(Provided information)
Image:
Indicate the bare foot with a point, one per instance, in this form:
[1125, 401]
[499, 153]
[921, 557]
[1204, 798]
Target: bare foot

(Exercise prompt) Rewrite the lines above with "instance" replaced by "occurrence" and nothing else changed.

(Output for this exercise)
Image:
Indicate the bare foot with a point, one per occurrence, in this form:
[1125, 401]
[499, 153]
[921, 557]
[1204, 798]
Target: bare foot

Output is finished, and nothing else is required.